===== Records supplied =====

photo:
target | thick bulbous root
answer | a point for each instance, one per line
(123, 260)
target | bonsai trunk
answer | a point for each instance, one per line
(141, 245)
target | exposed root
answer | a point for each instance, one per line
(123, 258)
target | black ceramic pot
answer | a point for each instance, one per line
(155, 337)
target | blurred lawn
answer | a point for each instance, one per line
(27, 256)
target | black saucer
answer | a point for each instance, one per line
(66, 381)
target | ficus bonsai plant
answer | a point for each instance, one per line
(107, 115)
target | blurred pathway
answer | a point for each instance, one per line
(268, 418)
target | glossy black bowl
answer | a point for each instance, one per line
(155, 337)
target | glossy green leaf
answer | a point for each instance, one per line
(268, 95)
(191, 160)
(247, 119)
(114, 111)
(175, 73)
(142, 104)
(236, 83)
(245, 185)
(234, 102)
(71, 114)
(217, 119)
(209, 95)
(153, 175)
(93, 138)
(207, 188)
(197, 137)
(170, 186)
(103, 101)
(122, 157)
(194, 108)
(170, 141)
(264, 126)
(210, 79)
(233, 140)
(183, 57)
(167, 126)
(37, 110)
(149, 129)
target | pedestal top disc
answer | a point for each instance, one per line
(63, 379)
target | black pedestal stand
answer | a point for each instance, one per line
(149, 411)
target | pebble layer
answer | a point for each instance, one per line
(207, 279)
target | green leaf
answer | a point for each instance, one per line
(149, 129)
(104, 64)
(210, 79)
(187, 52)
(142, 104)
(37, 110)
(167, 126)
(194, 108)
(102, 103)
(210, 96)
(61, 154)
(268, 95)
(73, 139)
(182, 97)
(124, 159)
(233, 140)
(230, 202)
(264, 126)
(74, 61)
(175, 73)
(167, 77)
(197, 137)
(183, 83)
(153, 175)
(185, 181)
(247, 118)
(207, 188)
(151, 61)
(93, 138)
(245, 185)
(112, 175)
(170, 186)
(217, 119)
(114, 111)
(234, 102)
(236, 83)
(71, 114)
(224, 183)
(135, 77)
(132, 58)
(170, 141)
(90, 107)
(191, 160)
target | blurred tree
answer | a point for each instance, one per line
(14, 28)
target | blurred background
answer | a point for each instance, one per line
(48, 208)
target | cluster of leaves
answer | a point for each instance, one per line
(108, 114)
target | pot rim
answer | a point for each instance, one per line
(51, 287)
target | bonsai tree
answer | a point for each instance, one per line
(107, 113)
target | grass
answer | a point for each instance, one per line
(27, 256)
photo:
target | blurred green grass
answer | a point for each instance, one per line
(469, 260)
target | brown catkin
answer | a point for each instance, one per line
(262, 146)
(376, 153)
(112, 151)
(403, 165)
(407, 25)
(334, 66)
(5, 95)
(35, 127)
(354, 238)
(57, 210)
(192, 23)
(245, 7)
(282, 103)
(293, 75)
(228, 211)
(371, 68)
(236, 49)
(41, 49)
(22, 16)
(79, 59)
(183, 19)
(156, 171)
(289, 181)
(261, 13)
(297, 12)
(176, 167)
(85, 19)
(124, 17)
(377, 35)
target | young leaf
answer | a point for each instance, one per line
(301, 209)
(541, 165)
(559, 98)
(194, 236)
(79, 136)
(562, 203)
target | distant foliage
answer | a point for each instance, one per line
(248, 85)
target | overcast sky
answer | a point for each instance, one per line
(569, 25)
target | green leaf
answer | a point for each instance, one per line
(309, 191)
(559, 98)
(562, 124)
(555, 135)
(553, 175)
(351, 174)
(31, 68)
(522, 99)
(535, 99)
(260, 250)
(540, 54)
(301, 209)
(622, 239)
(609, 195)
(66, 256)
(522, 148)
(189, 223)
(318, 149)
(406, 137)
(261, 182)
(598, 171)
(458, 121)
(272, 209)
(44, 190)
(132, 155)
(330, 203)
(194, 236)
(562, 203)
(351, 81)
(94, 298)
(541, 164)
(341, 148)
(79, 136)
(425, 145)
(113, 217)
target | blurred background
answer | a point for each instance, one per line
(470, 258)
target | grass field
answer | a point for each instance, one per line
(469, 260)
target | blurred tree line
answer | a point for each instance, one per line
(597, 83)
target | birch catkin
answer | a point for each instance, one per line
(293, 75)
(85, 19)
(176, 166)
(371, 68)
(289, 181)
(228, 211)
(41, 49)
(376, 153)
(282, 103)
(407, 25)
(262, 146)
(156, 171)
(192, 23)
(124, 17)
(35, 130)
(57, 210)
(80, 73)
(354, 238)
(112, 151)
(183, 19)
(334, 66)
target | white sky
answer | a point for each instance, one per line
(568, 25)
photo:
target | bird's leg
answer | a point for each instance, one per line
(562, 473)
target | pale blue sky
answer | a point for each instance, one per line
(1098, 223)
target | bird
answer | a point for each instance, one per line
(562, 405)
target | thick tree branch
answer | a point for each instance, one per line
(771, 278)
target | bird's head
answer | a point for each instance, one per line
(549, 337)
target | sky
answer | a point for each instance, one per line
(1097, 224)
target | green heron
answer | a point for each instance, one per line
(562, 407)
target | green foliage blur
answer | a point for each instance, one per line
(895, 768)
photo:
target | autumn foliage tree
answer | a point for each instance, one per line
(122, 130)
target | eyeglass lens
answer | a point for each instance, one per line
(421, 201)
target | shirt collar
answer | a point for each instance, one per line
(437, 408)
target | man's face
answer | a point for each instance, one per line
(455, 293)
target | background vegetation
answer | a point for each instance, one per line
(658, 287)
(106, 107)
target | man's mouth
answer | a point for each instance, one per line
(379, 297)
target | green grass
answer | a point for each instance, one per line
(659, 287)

=====

- [Task]
Copy the records above exactly as they appear.

- [Result for this task]
photo:
target | thick bulbous root
answer | a point for each instance, one per line
(123, 260)
target | bonsai trunk
answer | a point for each instance, one per line
(141, 245)
target | exposed root
answer | a point for each instance, one per line
(123, 258)
target | black ceramic pot
answer | a point for each instance, one per line
(155, 337)
target | blurred lawn
answer | a point for each instance, one per line
(27, 256)
target | black saucer
answer | a point for each instance, one per line
(66, 381)
target | ficus bonsai plant
answer | a point for each instance, one per line
(107, 115)
target | blurred pathway
answer | a point for each instance, one per line
(268, 418)
target | glossy black bowl
answer | a point for each instance, one per line
(155, 337)
target | glossy green leaf
answer | a point for each instance, one per line
(268, 95)
(191, 160)
(247, 119)
(114, 111)
(175, 73)
(142, 104)
(236, 83)
(245, 185)
(234, 102)
(71, 114)
(217, 119)
(209, 95)
(153, 175)
(93, 138)
(207, 188)
(197, 137)
(170, 186)
(103, 101)
(122, 157)
(194, 108)
(170, 141)
(264, 126)
(210, 79)
(233, 140)
(183, 57)
(167, 126)
(37, 110)
(149, 129)
target | pedestal top disc
answer | a point for each instance, one per line
(63, 379)
target | black pedestal stand
answer | a point for each instance, one per line
(149, 411)
target | pebble layer
answer | a point for each instance, one per line
(207, 279)
target | green leaf
answer | a point for each instance, one per line
(149, 129)
(104, 64)
(210, 79)
(187, 52)
(142, 104)
(37, 110)
(167, 126)
(194, 108)
(102, 103)
(210, 96)
(61, 154)
(268, 95)
(73, 139)
(182, 97)
(124, 159)
(233, 140)
(230, 202)
(264, 126)
(74, 61)
(175, 73)
(167, 77)
(197, 137)
(183, 83)
(153, 175)
(185, 181)
(247, 118)
(207, 188)
(151, 61)
(93, 138)
(245, 185)
(112, 175)
(170, 186)
(217, 119)
(114, 111)
(234, 102)
(236, 83)
(71, 114)
(224, 183)
(135, 77)
(132, 58)
(170, 141)
(90, 107)
(191, 160)
target | blurred tree
answer | a point for each instance, one per line
(14, 28)
target | blurred background
answer | a point for each instance, one per line
(48, 208)
target | cluster of leaves
answer | a point for each instance, one per line
(108, 114)
target | pot rim
answer | a point for each instance, one per line
(51, 287)
target | bonsai tree
answer | a point for each instance, one per line
(107, 113)
target | grass
answer | a point for each instance, one per line
(27, 256)
photo:
target | blurred green grass
answer | a point for each instance, one per line
(469, 260)
target | brown catkin
answer | a point for each instance, one per line
(262, 146)
(376, 153)
(112, 151)
(403, 165)
(407, 25)
(334, 66)
(5, 95)
(35, 127)
(354, 238)
(57, 210)
(192, 23)
(245, 7)
(282, 103)
(293, 75)
(228, 211)
(371, 68)
(236, 49)
(41, 49)
(22, 16)
(79, 59)
(183, 19)
(156, 171)
(289, 181)
(261, 13)
(297, 12)
(176, 167)
(85, 19)
(124, 17)
(377, 35)
target | young leaf
answer | a point for each instance, one per line
(301, 209)
(541, 165)
(559, 98)
(194, 236)
(79, 136)
(562, 203)
target | distant foliage
answer | a point for each instance, one per line
(248, 85)
target | overcast sky
answer | a point for each instance, one per line
(569, 25)
target | green leaf
answer | a point for each instance, one per line
(309, 191)
(559, 98)
(562, 124)
(555, 135)
(553, 175)
(351, 174)
(31, 68)
(522, 99)
(535, 99)
(260, 250)
(540, 54)
(301, 209)
(622, 239)
(609, 195)
(66, 256)
(522, 148)
(189, 223)
(318, 149)
(406, 137)
(261, 182)
(598, 171)
(458, 121)
(272, 209)
(44, 190)
(132, 155)
(330, 203)
(194, 236)
(562, 203)
(351, 81)
(94, 298)
(541, 164)
(341, 148)
(79, 136)
(425, 145)
(113, 217)
target | blurred background
answer | a point for each instance, one per line
(470, 258)
target | grass field
answer | a point for each instance, one per line
(469, 260)
target | blurred tree line
answer | a point for each instance, one per line
(597, 83)
target | birch catkin
answer | a point for each instance, one per line
(293, 75)
(85, 19)
(176, 166)
(371, 68)
(289, 181)
(228, 211)
(41, 49)
(376, 153)
(282, 103)
(407, 25)
(262, 146)
(156, 171)
(192, 23)
(124, 17)
(35, 130)
(57, 210)
(80, 73)
(354, 238)
(112, 151)
(183, 19)
(334, 66)
target | white sky
answer | a point for each instance, one per line
(568, 25)
photo:
target | bird's leg
answer | a point for each instance, one per line
(562, 473)
target | pale blue sky
answer | a point for each instance, one per line
(1098, 223)
target | bird
answer | a point for each instance, one per line
(562, 405)
target | thick tree branch
answer | a point for each instance, one per line
(771, 278)
target | bird's head
answer | a point for each instance, one per line
(549, 337)
target | sky
answer | a point for each instance, one per line
(1097, 224)
target | green heron
answer | a point for each instance, one per line
(562, 407)
target | green foliage blur
answer | a point for each instance, one per line
(895, 768)
photo:
target | autumn foliage tree
answer | a point for each instance, one per line
(122, 130)
target | eyeglass lens
answer | a point for each instance, one per line
(421, 201)
target | shirt collar
answer | a point for each instance, one per line
(437, 408)
target | man's face
answer | a point for each instance, one per line
(455, 293)
target | background vegetation
answer | a point for each instance, one per line
(658, 287)
(106, 107)
target | man's mouth
answer | a point for each instance, one per line
(379, 297)
target | green grass
answer | a point for each instance, one per line
(659, 287)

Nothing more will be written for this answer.